### RECORD SET ###

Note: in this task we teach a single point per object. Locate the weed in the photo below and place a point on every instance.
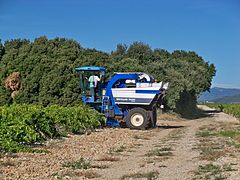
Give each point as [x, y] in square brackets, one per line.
[230, 133]
[108, 158]
[7, 163]
[204, 133]
[79, 164]
[211, 171]
[116, 150]
[141, 137]
[97, 166]
[160, 152]
[149, 176]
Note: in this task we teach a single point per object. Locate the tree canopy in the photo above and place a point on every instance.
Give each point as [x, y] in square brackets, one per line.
[47, 73]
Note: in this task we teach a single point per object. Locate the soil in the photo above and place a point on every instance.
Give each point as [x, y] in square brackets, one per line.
[169, 151]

###

▸ **WHAT IS REQUIRED**
Rewrite the lines running from the one with "Locate the tree" through the end of the entries, replacing "soil" with "bare earth" and keeping everything else the same. Give only those lines.

▸ **COMPLETED EXERCISE**
Note: in this task we teach a single point per object. Locate the tree canopy in the photo above and place a point on every instance.
Give each point as [x, y] in square brackets, one per line.
[47, 73]
Note: in this task we teach a single point per object. Locate the bare earth in the photo above and place a point on every instance.
Give each point as [x, y] in square brackets, one per line.
[169, 151]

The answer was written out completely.